What the exercise asks: Scan the listing beneath this sentence. Report each line with the word "instance".

Data records:
[Start of Attachment]
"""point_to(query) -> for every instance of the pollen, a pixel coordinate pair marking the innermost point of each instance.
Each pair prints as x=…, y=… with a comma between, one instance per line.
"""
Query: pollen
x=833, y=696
[End of Attachment]
Exercise answer:
"""point_to(query) -> for every instance of the pollen, a pixel coordinate pair marking the innermost point of each instance.
Each pair prints as x=…, y=… with a comma between, one instance per line.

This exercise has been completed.